*** Kayıtlı satırlar

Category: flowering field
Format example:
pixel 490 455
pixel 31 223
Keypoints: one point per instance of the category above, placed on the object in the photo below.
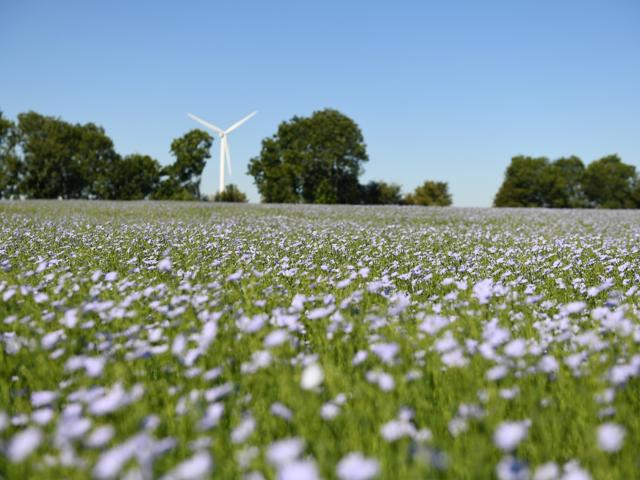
pixel 180 341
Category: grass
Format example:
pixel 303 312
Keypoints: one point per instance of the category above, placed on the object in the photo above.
pixel 233 264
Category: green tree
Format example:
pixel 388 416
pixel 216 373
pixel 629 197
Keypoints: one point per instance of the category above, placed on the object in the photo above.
pixel 526 183
pixel 315 159
pixel 11 165
pixel 610 183
pixel 63 160
pixel 231 194
pixel 564 180
pixel 381 193
pixel 191 151
pixel 430 193
pixel 133 177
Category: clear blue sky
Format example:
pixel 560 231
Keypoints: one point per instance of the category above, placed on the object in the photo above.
pixel 446 90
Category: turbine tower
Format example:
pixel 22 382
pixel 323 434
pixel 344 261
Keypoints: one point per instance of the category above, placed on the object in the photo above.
pixel 224 143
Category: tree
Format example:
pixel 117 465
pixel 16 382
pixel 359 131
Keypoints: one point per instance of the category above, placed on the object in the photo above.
pixel 11 165
pixel 315 159
pixel 564 179
pixel 231 193
pixel 526 183
pixel 610 183
pixel 133 177
pixel 63 160
pixel 381 193
pixel 191 151
pixel 430 193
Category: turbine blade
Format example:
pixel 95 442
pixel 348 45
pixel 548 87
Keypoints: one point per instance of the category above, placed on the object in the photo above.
pixel 206 124
pixel 228 154
pixel 237 124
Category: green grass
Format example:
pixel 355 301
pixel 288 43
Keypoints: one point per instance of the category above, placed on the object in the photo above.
pixel 284 251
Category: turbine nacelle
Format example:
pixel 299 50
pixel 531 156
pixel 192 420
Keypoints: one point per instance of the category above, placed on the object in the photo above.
pixel 224 143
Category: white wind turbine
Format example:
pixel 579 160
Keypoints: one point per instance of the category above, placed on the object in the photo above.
pixel 224 144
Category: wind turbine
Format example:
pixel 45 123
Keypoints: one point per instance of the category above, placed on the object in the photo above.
pixel 224 144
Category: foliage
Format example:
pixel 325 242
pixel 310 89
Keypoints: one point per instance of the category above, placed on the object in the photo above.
pixel 133 177
pixel 566 183
pixel 10 164
pixel 380 193
pixel 191 152
pixel 62 159
pixel 315 159
pixel 231 193
pixel 610 183
pixel 430 193
pixel 563 183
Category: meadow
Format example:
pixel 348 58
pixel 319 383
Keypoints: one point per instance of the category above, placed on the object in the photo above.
pixel 189 340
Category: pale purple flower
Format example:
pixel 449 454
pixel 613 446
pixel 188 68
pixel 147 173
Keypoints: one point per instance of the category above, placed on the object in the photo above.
pixel 312 377
pixel 508 435
pixel 610 437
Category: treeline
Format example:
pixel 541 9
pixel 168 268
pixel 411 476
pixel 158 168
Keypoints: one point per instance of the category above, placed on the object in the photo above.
pixel 46 157
pixel 568 183
pixel 316 159
pixel 319 159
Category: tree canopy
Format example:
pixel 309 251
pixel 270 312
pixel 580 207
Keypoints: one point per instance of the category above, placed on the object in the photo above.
pixel 231 193
pixel 315 159
pixel 566 183
pixel 46 157
pixel 430 193
pixel 610 183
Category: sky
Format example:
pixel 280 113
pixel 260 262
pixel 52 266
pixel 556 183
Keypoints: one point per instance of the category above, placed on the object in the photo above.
pixel 442 90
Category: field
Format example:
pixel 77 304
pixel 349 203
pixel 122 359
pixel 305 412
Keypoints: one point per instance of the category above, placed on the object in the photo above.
pixel 184 340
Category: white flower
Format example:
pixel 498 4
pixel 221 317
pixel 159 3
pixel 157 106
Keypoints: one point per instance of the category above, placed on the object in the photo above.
pixel 547 471
pixel 610 437
pixel 312 377
pixel 164 265
pixel 329 411
pixel 100 436
pixel 509 434
pixel 42 398
pixel 356 466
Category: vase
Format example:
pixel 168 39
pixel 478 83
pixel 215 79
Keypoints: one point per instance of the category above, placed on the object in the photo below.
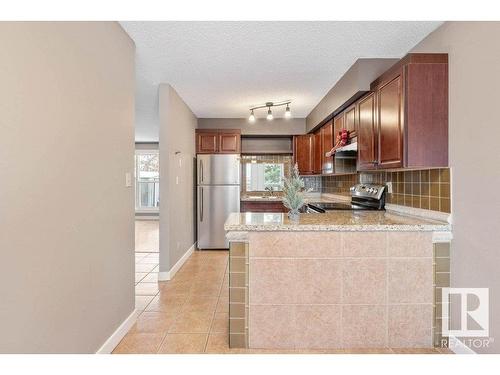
pixel 294 215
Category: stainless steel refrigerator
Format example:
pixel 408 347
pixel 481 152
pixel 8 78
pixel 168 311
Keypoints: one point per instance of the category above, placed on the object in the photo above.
pixel 218 194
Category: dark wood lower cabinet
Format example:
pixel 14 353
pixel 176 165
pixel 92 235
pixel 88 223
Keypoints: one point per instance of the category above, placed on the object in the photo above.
pixel 267 206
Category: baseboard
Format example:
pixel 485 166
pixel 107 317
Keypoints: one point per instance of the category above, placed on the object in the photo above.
pixel 120 332
pixel 165 276
pixel 458 347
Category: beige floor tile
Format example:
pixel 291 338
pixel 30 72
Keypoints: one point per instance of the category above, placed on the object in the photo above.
pixel 415 351
pixel 153 322
pixel 142 301
pixel 146 289
pixel 143 267
pixel 179 343
pixel 192 322
pixel 220 323
pixel 200 303
pixel 139 343
pixel 367 351
pixel 218 343
pixel 151 277
pixel 166 306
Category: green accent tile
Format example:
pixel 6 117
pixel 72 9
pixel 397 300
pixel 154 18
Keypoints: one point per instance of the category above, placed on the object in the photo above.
pixel 443 279
pixel 434 175
pixel 434 190
pixel 434 203
pixel 444 205
pixel 237 249
pixel 444 175
pixel 424 176
pixel 442 264
pixel 236 310
pixel 444 190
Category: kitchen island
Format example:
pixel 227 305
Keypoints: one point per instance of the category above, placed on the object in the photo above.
pixel 342 279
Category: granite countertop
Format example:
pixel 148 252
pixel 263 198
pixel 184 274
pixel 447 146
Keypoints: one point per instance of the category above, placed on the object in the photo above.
pixel 313 198
pixel 333 221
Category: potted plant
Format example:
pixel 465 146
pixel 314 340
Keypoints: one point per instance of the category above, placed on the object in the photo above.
pixel 294 193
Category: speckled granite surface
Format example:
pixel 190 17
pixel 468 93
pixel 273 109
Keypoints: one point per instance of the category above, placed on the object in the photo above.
pixel 333 221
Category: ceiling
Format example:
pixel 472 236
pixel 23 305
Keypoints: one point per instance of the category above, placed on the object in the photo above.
pixel 220 69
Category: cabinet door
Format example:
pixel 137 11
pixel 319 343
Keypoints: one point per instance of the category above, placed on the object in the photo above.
pixel 207 143
pixel 229 143
pixel 350 121
pixel 390 124
pixel 317 152
pixel 303 153
pixel 326 145
pixel 367 133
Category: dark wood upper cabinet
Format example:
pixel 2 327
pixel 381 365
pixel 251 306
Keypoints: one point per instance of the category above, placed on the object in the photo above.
pixel 318 150
pixel 326 145
pixel 229 143
pixel 303 146
pixel 390 124
pixel 214 141
pixel 350 120
pixel 367 133
pixel 412 112
pixel 207 143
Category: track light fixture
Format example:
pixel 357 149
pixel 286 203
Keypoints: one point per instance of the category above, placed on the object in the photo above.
pixel 269 105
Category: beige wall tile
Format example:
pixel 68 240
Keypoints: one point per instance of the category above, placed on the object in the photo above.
pixel 364 281
pixel 316 281
pixel 364 326
pixel 359 244
pixel 409 244
pixel 270 281
pixel 267 332
pixel 318 327
pixel 410 280
pixel 410 326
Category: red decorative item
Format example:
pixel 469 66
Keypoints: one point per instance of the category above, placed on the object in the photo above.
pixel 340 141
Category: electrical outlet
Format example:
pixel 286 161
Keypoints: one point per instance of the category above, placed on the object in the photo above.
pixel 389 187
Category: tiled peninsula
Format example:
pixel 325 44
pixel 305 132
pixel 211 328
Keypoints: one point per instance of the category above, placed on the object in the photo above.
pixel 337 280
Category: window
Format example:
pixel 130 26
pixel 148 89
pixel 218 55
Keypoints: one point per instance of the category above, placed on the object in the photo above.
pixel 260 176
pixel 147 174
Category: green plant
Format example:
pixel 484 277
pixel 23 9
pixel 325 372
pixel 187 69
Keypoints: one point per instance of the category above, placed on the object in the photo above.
pixel 294 191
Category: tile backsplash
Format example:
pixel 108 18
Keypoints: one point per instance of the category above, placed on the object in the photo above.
pixel 428 189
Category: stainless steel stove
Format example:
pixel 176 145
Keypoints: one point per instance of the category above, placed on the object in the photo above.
pixel 363 197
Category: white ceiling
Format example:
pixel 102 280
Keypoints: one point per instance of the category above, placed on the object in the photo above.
pixel 220 69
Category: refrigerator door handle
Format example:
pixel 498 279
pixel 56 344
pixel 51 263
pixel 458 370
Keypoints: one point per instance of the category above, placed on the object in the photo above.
pixel 201 170
pixel 201 204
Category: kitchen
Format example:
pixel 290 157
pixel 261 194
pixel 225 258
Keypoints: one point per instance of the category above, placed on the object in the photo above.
pixel 378 200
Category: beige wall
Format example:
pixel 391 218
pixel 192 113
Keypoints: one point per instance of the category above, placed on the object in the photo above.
pixel 66 217
pixel 474 76
pixel 177 160
pixel 357 78
pixel 261 126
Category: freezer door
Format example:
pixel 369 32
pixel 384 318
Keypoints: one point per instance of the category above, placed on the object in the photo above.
pixel 216 169
pixel 215 203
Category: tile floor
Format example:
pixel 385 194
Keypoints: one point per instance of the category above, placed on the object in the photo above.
pixel 189 314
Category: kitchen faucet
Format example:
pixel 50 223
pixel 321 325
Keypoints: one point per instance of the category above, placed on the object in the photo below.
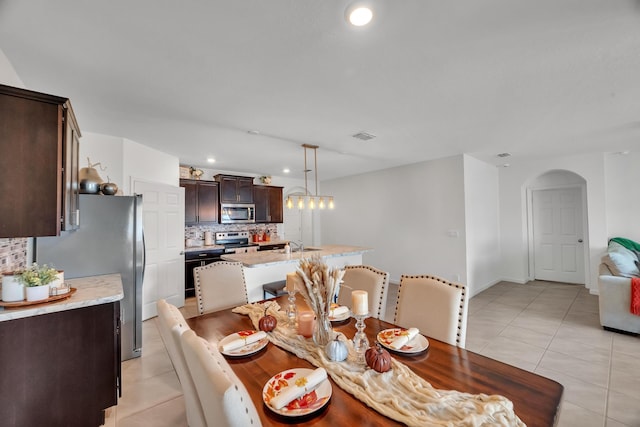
pixel 299 245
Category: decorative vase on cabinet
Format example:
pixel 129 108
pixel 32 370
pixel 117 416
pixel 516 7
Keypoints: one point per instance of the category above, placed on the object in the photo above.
pixel 12 288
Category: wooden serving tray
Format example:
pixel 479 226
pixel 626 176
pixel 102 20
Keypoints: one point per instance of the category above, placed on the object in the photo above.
pixel 25 303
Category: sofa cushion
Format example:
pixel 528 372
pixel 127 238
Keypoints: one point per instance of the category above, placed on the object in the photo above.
pixel 621 261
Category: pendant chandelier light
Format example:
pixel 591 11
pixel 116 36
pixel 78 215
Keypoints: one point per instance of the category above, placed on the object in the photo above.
pixel 308 200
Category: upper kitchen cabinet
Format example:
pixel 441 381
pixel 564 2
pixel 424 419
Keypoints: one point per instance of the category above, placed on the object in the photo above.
pixel 235 189
pixel 200 201
pixel 39 164
pixel 268 201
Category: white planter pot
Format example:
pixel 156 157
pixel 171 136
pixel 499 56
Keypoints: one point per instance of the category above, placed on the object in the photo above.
pixel 37 293
pixel 58 282
pixel 12 289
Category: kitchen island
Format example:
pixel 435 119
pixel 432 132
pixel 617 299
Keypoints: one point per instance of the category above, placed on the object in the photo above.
pixel 270 266
pixel 60 361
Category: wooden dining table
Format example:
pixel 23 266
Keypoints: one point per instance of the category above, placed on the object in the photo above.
pixel 536 399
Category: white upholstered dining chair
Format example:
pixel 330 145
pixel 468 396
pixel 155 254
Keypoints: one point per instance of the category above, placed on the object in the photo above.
pixel 366 278
pixel 435 306
pixel 219 286
pixel 172 325
pixel 225 400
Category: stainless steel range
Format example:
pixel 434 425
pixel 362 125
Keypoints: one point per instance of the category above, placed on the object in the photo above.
pixel 235 242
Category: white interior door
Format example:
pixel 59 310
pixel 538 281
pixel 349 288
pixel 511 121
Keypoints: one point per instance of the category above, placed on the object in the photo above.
pixel 163 223
pixel 558 235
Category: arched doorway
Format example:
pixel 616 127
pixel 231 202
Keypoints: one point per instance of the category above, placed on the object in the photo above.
pixel 557 227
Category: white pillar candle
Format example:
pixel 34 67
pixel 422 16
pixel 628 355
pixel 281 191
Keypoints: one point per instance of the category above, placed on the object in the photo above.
pixel 292 282
pixel 360 302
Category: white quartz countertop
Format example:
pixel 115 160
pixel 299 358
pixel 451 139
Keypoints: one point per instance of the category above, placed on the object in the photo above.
pixel 266 258
pixel 93 290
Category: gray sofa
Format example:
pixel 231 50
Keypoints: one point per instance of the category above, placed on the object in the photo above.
pixel 615 299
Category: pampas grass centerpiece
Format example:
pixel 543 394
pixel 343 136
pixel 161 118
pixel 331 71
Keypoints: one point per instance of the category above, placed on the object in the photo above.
pixel 321 284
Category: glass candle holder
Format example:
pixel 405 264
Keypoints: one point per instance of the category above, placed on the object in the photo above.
pixel 292 310
pixel 360 341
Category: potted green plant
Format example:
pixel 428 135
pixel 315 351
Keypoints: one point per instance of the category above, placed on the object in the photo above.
pixel 36 280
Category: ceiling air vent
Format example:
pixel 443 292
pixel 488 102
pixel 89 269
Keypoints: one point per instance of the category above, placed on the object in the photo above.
pixel 364 136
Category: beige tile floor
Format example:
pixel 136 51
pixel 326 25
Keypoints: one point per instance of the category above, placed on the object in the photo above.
pixel 548 328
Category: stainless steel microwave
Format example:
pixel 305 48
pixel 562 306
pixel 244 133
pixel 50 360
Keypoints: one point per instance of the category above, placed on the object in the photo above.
pixel 237 213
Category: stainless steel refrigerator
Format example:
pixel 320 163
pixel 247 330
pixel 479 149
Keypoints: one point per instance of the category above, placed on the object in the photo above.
pixel 109 240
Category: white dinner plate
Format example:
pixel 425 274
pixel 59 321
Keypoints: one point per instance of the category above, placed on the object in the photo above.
pixel 283 379
pixel 246 350
pixel 417 345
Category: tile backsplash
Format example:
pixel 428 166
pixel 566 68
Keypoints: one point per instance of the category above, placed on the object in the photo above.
pixel 197 231
pixel 13 254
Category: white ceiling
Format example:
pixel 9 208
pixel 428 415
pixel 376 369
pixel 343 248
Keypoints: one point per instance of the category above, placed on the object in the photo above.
pixel 429 78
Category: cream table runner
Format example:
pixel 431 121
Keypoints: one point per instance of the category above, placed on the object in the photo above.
pixel 399 394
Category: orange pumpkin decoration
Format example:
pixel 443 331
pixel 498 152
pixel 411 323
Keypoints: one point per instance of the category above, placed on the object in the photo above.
pixel 378 358
pixel 267 322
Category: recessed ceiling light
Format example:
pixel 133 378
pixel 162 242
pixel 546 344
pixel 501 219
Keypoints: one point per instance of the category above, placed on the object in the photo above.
pixel 359 15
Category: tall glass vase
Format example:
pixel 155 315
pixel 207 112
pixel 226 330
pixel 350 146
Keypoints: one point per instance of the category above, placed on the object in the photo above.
pixel 322 333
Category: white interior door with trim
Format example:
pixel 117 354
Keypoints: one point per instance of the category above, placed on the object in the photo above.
pixel 558 235
pixel 163 223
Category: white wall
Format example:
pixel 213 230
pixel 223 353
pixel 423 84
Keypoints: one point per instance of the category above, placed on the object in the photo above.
pixel 404 214
pixel 513 211
pixel 147 164
pixel 123 161
pixel 8 75
pixel 623 197
pixel 482 224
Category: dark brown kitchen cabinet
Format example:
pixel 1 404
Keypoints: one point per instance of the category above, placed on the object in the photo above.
pixel 235 189
pixel 268 201
pixel 60 369
pixel 39 136
pixel 200 201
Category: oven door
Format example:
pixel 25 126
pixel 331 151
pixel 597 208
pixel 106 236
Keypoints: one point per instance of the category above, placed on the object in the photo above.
pixel 237 213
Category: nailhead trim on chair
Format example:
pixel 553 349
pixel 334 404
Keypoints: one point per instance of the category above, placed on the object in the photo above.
pixel 438 279
pixel 198 288
pixel 385 283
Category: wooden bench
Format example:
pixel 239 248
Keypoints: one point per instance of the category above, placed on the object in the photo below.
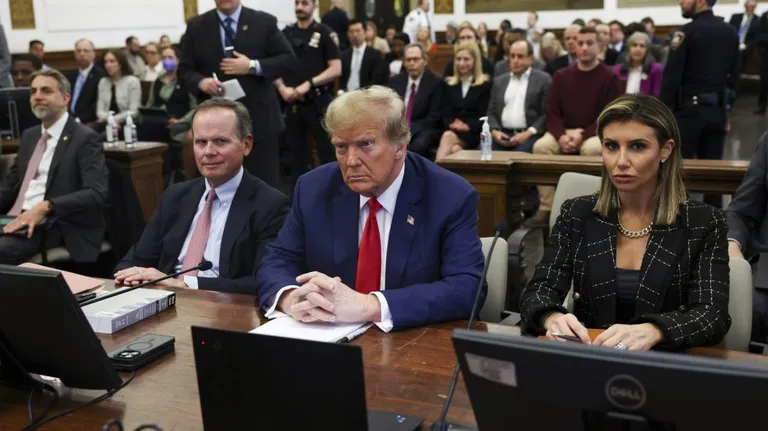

******

Görev özeti: Lütfen "Category: wind turbine" ifadesinin geçtiği satırdan başlayıp "pixel 189 340" ifadesinin geçtiği satırda bitirerek (iki uç da dahil) bu satırları "No" ve "Satır metni" sütunlarından oluşan bir Markdown tablosuna dönüştür. Boş satırları atla, yalnızca bu aralıktaki satırları sıra numarasıyla yaz.

Görevin çözümü:
| No | Satır metni |
|---|---|
| 1 | Category: wind turbine |
| 2 | Format example: |
| 3 | pixel 45 123 |
| 4 | Keypoints: one point per instance of the category above, placed on the object in the photo above. |
| 5 | pixel 224 144 |
| 6 | Category: foliage |
| 7 | Format example: |
| 8 | pixel 325 242 |
| 9 | pixel 310 89 |
| 10 | Keypoints: one point per instance of the category above, placed on the object in the photo above. |
| 11 | pixel 133 177 |
| 12 | pixel 566 183 |
| 13 | pixel 10 164 |
| 14 | pixel 380 193 |
| 15 | pixel 191 152 |
| 16 | pixel 62 159 |
| 17 | pixel 315 159 |
| 18 | pixel 231 193 |
| 19 | pixel 610 183 |
| 20 | pixel 430 193 |
| 21 | pixel 563 183 |
| 22 | Category: meadow |
| 23 | Format example: |
| 24 | pixel 348 58 |
| 25 | pixel 319 383 |
| 26 | Keypoints: one point per instance of the category above, placed on the object in the photo above. |
| 27 | pixel 189 340 |